§ **WHAT TO DO**: Reproduce all entries precisely as they are written.

§ **DATASET ROWS**:
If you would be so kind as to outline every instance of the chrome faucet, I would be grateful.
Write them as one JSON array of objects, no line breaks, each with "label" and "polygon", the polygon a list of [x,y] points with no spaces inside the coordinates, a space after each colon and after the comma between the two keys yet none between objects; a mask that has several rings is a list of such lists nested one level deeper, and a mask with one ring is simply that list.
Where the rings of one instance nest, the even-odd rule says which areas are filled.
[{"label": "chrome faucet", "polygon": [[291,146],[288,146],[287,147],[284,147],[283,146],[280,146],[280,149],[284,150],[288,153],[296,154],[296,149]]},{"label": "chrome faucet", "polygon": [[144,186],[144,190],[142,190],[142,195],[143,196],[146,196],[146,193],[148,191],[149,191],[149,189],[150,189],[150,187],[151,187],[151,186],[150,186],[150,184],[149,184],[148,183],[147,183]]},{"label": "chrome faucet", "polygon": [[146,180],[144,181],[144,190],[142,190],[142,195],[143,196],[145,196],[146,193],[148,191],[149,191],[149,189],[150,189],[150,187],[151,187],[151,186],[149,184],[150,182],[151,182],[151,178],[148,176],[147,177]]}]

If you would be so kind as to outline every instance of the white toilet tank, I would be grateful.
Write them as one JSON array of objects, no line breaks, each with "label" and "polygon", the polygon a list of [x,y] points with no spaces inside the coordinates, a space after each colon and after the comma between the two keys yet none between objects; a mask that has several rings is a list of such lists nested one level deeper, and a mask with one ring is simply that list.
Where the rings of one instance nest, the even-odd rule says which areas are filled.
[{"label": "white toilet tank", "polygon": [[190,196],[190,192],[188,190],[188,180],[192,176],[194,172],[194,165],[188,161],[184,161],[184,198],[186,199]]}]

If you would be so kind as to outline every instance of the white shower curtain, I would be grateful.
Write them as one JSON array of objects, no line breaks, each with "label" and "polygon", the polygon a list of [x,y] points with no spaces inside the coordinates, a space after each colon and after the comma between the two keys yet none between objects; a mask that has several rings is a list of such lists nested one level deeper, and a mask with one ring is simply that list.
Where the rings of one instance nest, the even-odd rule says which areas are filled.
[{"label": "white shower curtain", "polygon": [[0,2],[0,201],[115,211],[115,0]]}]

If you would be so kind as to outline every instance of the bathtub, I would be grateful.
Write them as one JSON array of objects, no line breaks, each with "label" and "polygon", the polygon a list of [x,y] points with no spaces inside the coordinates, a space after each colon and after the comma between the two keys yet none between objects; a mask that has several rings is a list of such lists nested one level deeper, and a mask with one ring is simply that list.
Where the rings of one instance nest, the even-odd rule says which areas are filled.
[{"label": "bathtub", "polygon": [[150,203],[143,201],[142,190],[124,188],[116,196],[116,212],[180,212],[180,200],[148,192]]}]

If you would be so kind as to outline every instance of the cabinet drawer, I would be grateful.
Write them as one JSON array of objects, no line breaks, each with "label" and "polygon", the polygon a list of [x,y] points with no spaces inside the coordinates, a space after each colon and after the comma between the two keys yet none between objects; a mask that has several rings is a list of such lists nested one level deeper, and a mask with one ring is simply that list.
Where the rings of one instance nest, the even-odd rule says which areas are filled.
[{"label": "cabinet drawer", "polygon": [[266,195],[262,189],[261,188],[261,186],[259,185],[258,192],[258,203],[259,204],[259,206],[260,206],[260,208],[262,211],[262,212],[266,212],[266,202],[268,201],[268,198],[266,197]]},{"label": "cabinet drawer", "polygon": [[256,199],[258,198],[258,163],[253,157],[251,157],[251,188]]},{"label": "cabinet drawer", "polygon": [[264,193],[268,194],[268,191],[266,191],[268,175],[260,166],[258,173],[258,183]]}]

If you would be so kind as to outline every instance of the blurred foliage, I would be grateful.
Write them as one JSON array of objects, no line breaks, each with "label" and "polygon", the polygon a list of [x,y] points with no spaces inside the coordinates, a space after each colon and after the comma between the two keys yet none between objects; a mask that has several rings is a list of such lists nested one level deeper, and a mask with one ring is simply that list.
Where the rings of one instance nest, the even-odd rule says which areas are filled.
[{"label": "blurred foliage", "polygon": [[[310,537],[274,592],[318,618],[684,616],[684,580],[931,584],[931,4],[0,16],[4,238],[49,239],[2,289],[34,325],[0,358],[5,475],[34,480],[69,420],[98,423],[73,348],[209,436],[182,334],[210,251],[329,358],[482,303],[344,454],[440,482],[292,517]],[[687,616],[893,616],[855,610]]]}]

§ **FULL SOLUTION**:
If you would be so kind as to outline every instance of the chrome faucet, I would be grateful.
Write them as one JSON array of objects, no line breaks, each with "label" and "polygon", the polygon a list of [x,y] points with no spaces inside the coordinates, a space after each colon and after the comma between the two keys yet none between objects; a mask that has several rings is a list of such lists nested one level deeper, and a mask with one ring is simply that list.
Where the rings of one instance nest, the even-odd rule says which areas are filled.
[{"label": "chrome faucet", "polygon": [[291,146],[288,146],[287,147],[284,147],[283,146],[280,146],[280,149],[284,150],[288,153],[296,154],[296,149]]},{"label": "chrome faucet", "polygon": [[144,186],[144,190],[142,190],[142,195],[143,196],[146,196],[146,193],[148,191],[149,191],[149,189],[150,189],[150,187],[151,187],[151,186],[150,186],[150,184],[149,184],[148,183],[147,183]]},{"label": "chrome faucet", "polygon": [[146,180],[144,181],[144,190],[142,190],[142,195],[143,196],[145,196],[146,193],[148,191],[149,191],[149,189],[150,189],[150,187],[151,187],[151,186],[149,184],[150,182],[151,182],[151,178],[148,176],[147,177]]}]

If you would be so kind as to outline every instance of the white toilet tank, I would be grateful.
Write them as one JSON array of objects, no line breaks, each with "label" and "polygon", the polygon a list of [x,y] points with no spaces inside the coordinates, a space after each colon and after the comma between the two keys yet none between objects; a mask that has several rings is a list of such lists nested one level deeper, and a mask with one ring is simply that list.
Where the rings of one instance nest, the even-odd rule says which areas are filled.
[{"label": "white toilet tank", "polygon": [[190,196],[190,192],[188,190],[188,180],[192,176],[194,172],[194,165],[188,161],[184,161],[184,198],[186,199]]}]

If you would be so kind as to outline every instance of the white shower curtain, I would be grateful.
Write them as one JSON array of objects, no line breaks, each with "label" and "polygon", the polygon a list of [x,y] points with no spaces inside the coordinates, a space after each colon and after the comma between the two keys yet none between objects; a mask that has several rings is a list of such lists nested one level deeper, and a mask with one ring is simply that list.
Where the rings of one instance nest, the even-odd rule says which areas are filled.
[{"label": "white shower curtain", "polygon": [[0,2],[0,201],[115,211],[115,0]]}]

If you would be so kind as to outline every instance of the bathtub, I would be grateful.
Write them as one JSON array of objects, no line breaks, each with "label" and "polygon", the polygon a list of [x,y] points with no spaces inside the coordinates, a space after each colon and after the comma between the two keys yet none between objects; a mask that has several rings is a list of such lists nested one level deeper, and a mask with one ring is simply that list.
Where the rings of one instance nest, the even-odd rule says which areas are filled.
[{"label": "bathtub", "polygon": [[150,203],[143,201],[142,190],[124,188],[116,196],[116,212],[180,212],[180,200],[148,192]]}]

If you would be so kind as to outline every instance of the cabinet drawer, I would be grateful.
Write them as one JSON array of objects, no line breaks, each with "label" and "polygon", the polygon a list of [x,y] points with no spaces inside the coordinates, a space after each colon and after the comma between the two keys yet none between objects; a mask that has several rings is a list of such lists nested one level deeper, and a mask with one ring is simply that list.
Where the rings of one instance nest, the even-odd rule says which areas are filled.
[{"label": "cabinet drawer", "polygon": [[266,195],[262,189],[261,188],[261,186],[259,185],[258,192],[258,203],[259,204],[259,206],[260,206],[260,208],[262,211],[262,212],[266,212],[266,202],[268,201],[268,198],[266,197]]},{"label": "cabinet drawer", "polygon": [[256,199],[258,198],[258,163],[253,157],[251,157],[251,188]]},{"label": "cabinet drawer", "polygon": [[264,193],[268,194],[268,191],[266,191],[268,175],[260,166],[258,173],[258,183]]}]

If you would be so kind as to outline every instance of the blurred foliage, I would be grateful.
Write them as one JSON array of objects, no line breaks, each with "label" and "polygon", the polygon a list of [x,y] points with no spaces inside the coordinates, a space after each colon and after the comma between the two keys yet none between objects; a mask that has several rings is a list of such lists nested one level deeper, and a mask with one ring is simply that list.
Where the rings of one instance nest, the even-odd rule says which areas are filled.
[{"label": "blurred foliage", "polygon": [[[310,537],[274,592],[318,618],[684,616],[684,580],[931,584],[931,4],[0,16],[4,238],[49,239],[2,289],[34,325],[0,358],[5,475],[34,480],[69,420],[98,423],[73,348],[209,436],[182,334],[210,251],[329,358],[482,303],[344,454],[440,482],[292,517]],[[687,616],[893,616],[855,610]]]}]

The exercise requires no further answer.